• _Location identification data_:
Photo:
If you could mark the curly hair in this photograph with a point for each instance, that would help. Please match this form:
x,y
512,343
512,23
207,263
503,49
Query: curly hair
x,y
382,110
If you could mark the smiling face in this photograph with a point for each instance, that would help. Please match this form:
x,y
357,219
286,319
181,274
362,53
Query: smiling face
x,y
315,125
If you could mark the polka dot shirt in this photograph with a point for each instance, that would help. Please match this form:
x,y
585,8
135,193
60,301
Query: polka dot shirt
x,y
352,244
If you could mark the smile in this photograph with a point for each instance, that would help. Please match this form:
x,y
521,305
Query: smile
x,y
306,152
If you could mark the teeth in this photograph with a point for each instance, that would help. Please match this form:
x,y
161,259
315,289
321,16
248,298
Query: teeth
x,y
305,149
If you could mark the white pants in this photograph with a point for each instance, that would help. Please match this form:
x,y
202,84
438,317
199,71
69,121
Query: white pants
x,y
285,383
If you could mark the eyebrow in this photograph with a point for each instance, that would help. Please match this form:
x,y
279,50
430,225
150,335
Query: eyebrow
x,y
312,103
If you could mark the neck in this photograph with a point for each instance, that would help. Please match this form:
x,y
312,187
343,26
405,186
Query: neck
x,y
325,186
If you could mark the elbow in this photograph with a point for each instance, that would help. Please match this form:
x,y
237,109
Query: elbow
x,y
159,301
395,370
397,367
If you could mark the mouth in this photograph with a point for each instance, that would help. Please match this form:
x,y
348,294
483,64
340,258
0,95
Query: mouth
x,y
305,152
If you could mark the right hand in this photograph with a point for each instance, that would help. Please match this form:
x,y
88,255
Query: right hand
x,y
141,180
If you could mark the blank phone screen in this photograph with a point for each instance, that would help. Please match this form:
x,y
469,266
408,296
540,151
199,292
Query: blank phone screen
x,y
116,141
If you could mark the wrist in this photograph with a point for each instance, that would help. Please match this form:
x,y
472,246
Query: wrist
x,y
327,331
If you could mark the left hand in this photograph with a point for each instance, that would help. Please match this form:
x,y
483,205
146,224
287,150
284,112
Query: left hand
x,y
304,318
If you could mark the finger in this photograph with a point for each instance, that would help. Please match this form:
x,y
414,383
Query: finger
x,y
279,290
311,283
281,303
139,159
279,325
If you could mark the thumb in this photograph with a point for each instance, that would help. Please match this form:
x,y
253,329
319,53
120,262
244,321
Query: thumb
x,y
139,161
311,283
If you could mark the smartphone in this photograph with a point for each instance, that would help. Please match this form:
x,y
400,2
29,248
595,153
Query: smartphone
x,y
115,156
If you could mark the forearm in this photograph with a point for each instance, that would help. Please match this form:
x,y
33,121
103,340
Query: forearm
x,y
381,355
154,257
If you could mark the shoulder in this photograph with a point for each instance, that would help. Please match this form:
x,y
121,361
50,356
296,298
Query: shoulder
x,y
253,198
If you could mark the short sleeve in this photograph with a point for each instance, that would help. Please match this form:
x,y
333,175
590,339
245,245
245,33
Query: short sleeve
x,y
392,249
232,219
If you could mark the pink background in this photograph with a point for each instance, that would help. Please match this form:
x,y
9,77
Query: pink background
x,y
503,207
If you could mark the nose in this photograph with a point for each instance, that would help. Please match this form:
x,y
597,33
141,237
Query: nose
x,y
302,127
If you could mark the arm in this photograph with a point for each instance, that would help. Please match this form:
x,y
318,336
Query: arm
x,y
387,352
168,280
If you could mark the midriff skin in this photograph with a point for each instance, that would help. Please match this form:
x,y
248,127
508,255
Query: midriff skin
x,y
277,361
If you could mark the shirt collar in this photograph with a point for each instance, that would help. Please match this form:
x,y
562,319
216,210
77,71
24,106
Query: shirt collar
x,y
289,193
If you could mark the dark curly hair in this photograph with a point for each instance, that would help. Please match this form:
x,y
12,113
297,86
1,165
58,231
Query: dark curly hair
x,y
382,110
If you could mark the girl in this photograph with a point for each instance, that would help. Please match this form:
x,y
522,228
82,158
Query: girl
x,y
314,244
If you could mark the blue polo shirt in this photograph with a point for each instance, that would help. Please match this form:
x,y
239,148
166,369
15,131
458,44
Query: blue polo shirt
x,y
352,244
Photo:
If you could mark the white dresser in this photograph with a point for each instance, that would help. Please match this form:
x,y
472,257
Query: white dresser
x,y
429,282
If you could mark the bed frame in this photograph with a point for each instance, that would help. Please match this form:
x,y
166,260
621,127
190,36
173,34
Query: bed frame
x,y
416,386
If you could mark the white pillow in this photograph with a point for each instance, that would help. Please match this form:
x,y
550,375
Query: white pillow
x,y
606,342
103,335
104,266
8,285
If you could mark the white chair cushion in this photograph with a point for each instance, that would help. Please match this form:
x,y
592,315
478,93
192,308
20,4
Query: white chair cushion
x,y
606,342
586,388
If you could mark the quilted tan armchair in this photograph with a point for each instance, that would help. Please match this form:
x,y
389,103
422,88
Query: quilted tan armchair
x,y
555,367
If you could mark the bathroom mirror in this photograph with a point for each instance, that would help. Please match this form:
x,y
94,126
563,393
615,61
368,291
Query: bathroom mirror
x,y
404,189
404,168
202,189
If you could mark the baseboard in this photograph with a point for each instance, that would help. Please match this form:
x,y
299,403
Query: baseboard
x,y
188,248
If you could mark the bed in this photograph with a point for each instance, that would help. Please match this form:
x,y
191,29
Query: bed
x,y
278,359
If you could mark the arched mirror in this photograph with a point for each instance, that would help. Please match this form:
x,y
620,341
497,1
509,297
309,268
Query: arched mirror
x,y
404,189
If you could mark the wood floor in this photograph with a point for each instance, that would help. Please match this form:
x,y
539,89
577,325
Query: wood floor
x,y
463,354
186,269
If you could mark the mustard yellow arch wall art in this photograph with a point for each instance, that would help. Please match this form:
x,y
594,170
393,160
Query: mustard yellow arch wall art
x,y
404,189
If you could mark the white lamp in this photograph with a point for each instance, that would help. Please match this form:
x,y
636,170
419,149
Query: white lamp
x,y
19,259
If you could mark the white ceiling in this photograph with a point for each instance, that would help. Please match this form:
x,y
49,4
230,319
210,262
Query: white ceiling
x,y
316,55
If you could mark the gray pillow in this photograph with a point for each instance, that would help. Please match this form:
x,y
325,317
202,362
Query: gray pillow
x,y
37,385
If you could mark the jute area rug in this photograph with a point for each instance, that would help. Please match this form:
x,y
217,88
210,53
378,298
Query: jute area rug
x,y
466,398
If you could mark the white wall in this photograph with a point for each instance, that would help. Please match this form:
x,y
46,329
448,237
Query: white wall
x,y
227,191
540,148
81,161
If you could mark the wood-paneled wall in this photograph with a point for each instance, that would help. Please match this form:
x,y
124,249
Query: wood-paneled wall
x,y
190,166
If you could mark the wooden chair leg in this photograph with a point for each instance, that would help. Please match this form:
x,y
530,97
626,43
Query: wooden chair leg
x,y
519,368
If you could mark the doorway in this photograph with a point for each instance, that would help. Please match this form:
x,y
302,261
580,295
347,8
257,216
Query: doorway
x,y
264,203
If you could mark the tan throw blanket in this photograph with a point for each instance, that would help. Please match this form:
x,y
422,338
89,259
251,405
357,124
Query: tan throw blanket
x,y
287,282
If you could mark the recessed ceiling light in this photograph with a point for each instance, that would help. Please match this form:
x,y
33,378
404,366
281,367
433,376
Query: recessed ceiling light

• _Requirements_:
Reproduce all of the data above line for line, with no changes.

• _Complete response_:
Photo:
If you could mark the curly hair in this photograph with a point for each instance, that would help. Please match this form:
x,y
512,343
512,23
207,263
503,49
Query: curly hair
x,y
382,110
If you could mark the smiling face in this photograph with a point for each instance, that would help. Please match this form:
x,y
357,219
286,319
181,274
362,53
Query: smiling face
x,y
315,125
If you could mark the polka dot shirt in this photograph with a point for each instance, that would help. Please match this form:
x,y
585,8
135,193
60,301
Query: polka dot shirt
x,y
352,244
If you could mark the smile in this photograph with a point for each instance, that would help. Please match this form:
x,y
521,305
Query: smile
x,y
306,152
If you could mark the teeth in this photograph with a point for each instance, that would help. Please match this form:
x,y
161,259
315,289
321,16
248,298
Query: teeth
x,y
305,149
If you could mark the white pants in this photograph with a point for each instance, that would help. Please match this form:
x,y
202,84
438,317
199,71
69,121
Query: white pants
x,y
285,383
If you could mark the eyebrow in this photograph with a point for each instance, that would help. Please match this form:
x,y
279,50
430,225
150,335
Query: eyebrow
x,y
312,103
If you could mark the neck in this photograph with a point for each instance, that would help. Please match this form:
x,y
312,187
343,26
405,186
Query: neck
x,y
325,186
If you could mark the elbow in this photograph with a point for each instance, that would help. Please match this form:
x,y
237,109
Query: elbow
x,y
159,301
395,370
397,367
If you could mark the mouth in this photograph with a point for each instance, that would help. Please match this form:
x,y
348,294
483,64
340,258
0,95
Query: mouth
x,y
305,152
If you could mark the right hand in this photograph with a point for each instance, that would help. Please match this form:
x,y
88,255
Query: right hand
x,y
141,180
If you could mark the blank phone screen in this photograph with a point for each instance, that would help. Please match this form:
x,y
469,266
408,296
540,151
199,292
Query: blank phone screen
x,y
116,141
If you could mark the wrist in this photograph with a point for each instance, that would help. Please match this form:
x,y
472,246
Query: wrist
x,y
327,331
If you could mark the left hand in this photograph with a point for each instance, that would help. Please match this form:
x,y
483,205
146,224
287,150
284,112
Query: left hand
x,y
304,318
If you could mark the finger in this photograph with a point for each instance, that would help. Please match this form:
x,y
414,383
Query: finger
x,y
279,290
311,283
281,303
139,159
279,325
If you could mark the thumb in this photograph with a point for each instance, that would help. Please match this form:
x,y
253,329
319,53
120,262
244,321
Query: thumb
x,y
139,161
311,283
If you could mark the smartphone in this photograph with a point for each instance, that would help. Please match this form:
x,y
400,2
29,248
595,153
Query: smartphone
x,y
115,156
If you could mark the forearm in this photograph with a point for each instance, that would help. Please match this form:
x,y
33,121
103,340
Query: forearm
x,y
381,355
154,257
If you could mark the shoulder in this photograph with a point for each instance, that would help. Please match this form:
x,y
121,361
50,356
296,298
Query: shoulder
x,y
253,198
If you could mark the short sleeve in this photograph with a point for each instance, that would help. Please match this form:
x,y
333,175
590,339
245,245
245,33
Query: short sleeve
x,y
392,249
232,219
If you could mark the pink background in this photograph with a point for each instance, that would help. Please match this form:
x,y
9,77
Query: pink background
x,y
503,207
If you could mark the nose in this photograph with a point for each instance, that would help. Please match this form:
x,y
597,33
141,237
Query: nose
x,y
302,127
If you could mark the arm in this photograph with a point for each instance, that would help. Please match this form:
x,y
318,336
Query: arm
x,y
387,352
168,280
If you could mark the midriff skin in this photograph with a point for each instance, that would help. Please match this form:
x,y
248,127
508,255
Query: midriff skin
x,y
277,361
If you could mark the shirt collar in this photograph with a point for each instance, that would help. Please match this form:
x,y
562,319
216,210
77,71
24,106
Query: shirt collar
x,y
289,193
If you could mark the dark curly hair in this photograph with a point for each instance, that would help. Please match this form:
x,y
12,113
297,86
1,165
58,231
Query: dark curly hair
x,y
382,110
If you could mark the girl in this photograph with a point for each instance, that would help. Please match this form:
x,y
522,228
82,158
Query: girl
x,y
314,244
If you could mark the blue polo shirt in this photograph with a point for each instance, that would help. Please match this form:
x,y
239,148
166,369
15,131
458,44
Query: blue polo shirt
x,y
352,244
Photo:
If you could mark the white dresser in this photograph with a point for each instance, that would help. Please match this form:
x,y
472,257
Query: white dresser
x,y
429,282
If you could mark the bed frame in this photograph with a point for each instance, that would help. Please match this form:
x,y
166,260
621,127
190,36
173,34
Query: bed frame
x,y
416,386
If you could mark the white pillow in this photograph with a point for each instance, that would help. Please match this form:
x,y
550,375
Query: white pillow
x,y
606,342
103,335
104,266
8,285
If you could mark the white chair cushion in this photograph with a point for each instance, that would help. Please match this form:
x,y
592,315
478,93
192,308
20,4
Query: white chair cushion
x,y
606,342
586,388
If you could mark the quilted tan armchair in this photograph with a point for each instance, that would help. Please match this form:
x,y
389,103
422,88
Query: quilted tan armchair
x,y
555,367
If you could mark the bathroom mirror in this photograph with a point for each instance, that would help. Please match this form:
x,y
94,126
563,393
615,61
368,291
Query: bathroom mirror
x,y
404,189
404,168
202,189
If you could mark the baseboard in this photograph with a point for each instance, that would help. Please match this form:
x,y
299,403
Query: baseboard
x,y
188,248
If you could mark the bed in this photograph with a point for each instance, that would help. Please match this form:
x,y
191,29
Query: bed
x,y
278,359
If you could mark the arched mirror in this photograph with a point for each instance, that would help. Please match this form:
x,y
620,341
497,1
509,297
309,268
Query: arched mirror
x,y
404,189
If you could mark the wood floor in this photograph with a point for each instance, that would help. Please match this form:
x,y
539,89
577,325
Query: wood floor
x,y
463,354
186,269
If you could mark the mustard yellow arch wall art in this photograph with a point for each instance, that would help. Please match this form:
x,y
594,170
393,160
Query: mustard yellow arch wall art
x,y
404,189
If you could mark the white lamp in this photograph with a point for each instance, that would help. Please match this form:
x,y
636,170
419,149
Query: white lamp
x,y
19,259
If you could mark the white ceiling in this photograph with a point for each instance, that would help. Please match this form:
x,y
49,4
230,319
210,262
Query: white ceiling
x,y
316,55
If you could mark the gray pillow in this photograph with a point for each instance, that would help. Please match this form:
x,y
325,317
202,362
Query: gray pillow
x,y
37,385
If you could mark the jute area rug in this photograph with a point for each instance, that would help. Please match this form:
x,y
217,88
210,53
378,298
Query: jute area rug
x,y
466,398
If you could mark the white wall in this photograph with a point for each instance, that would help. Please match this form:
x,y
46,329
448,237
Query: white wall
x,y
227,191
540,148
81,161
If you could mark the wood-paneled wall in this photograph with a point for each instance, that would help. Please match this form:
x,y
124,249
Query: wood-paneled wall
x,y
190,166
If you could mark the wooden chair leg in this photograph with a point for each instance, that would help. Please match this form:
x,y
530,97
626,43
Query: wooden chair leg
x,y
519,368
If you could mark the doorway in this photograph with a point for each instance, that would help. Please match this form:
x,y
302,261
580,295
347,8
257,216
Query: doorway
x,y
264,203
If you could mark the tan throw blanket in this photograph with a point for each instance, that would help. Please match this form:
x,y
422,338
89,259
251,405
357,124
Query: tan throw blanket
x,y
287,282
If you could mark the recessed ceiling light in this photograph with a point for each instance, that would help. Please match this form:
x,y
33,378
404,366
281,367
433,376
Query: recessed ceiling light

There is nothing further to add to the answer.